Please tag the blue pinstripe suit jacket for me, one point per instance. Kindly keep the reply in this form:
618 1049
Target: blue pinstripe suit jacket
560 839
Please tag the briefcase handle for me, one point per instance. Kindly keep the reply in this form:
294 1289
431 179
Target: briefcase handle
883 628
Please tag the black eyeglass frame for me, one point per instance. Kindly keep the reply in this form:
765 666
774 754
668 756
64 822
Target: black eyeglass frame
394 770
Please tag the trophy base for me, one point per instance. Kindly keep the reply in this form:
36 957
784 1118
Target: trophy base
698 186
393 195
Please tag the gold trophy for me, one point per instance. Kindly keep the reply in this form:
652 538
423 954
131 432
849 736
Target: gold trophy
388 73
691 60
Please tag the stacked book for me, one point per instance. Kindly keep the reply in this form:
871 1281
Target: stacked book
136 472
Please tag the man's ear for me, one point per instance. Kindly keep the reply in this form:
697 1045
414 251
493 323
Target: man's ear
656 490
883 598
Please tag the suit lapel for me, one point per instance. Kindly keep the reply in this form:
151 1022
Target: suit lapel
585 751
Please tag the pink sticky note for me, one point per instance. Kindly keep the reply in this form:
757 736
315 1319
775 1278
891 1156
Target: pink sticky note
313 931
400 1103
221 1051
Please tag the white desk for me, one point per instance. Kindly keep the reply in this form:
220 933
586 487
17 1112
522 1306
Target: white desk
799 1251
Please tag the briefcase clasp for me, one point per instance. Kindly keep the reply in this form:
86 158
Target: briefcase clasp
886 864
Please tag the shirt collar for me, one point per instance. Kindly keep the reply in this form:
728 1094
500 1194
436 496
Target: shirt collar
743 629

───

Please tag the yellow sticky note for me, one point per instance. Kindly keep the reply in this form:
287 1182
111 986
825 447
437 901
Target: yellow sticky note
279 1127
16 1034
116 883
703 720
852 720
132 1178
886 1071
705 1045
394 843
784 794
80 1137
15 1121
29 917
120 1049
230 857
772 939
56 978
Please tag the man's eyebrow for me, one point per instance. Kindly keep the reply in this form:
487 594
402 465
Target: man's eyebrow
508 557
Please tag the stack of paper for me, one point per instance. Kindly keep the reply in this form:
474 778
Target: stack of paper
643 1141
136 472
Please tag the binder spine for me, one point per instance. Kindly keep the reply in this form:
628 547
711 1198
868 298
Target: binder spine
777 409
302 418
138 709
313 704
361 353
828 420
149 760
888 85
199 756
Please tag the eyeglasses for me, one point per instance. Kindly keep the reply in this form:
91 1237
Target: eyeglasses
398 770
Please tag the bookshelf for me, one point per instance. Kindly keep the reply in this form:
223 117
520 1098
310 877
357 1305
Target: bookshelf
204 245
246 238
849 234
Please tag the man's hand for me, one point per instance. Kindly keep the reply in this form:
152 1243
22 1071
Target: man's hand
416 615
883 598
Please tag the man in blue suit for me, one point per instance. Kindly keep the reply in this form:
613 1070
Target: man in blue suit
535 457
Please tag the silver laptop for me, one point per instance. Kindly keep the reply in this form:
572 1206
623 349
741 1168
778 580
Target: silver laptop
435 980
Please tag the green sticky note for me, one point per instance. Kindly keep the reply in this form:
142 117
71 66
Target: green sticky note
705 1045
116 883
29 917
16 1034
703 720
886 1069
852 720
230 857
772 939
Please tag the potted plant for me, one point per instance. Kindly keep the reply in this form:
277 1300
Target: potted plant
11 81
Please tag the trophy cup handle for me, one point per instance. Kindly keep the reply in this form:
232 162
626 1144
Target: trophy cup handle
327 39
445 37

───

# TASK DIRECTIONS
How many of the lines above contain the string "collar", counting only matches with the same capitalization? Give the number alone.

# REPLY TO THE TASK
2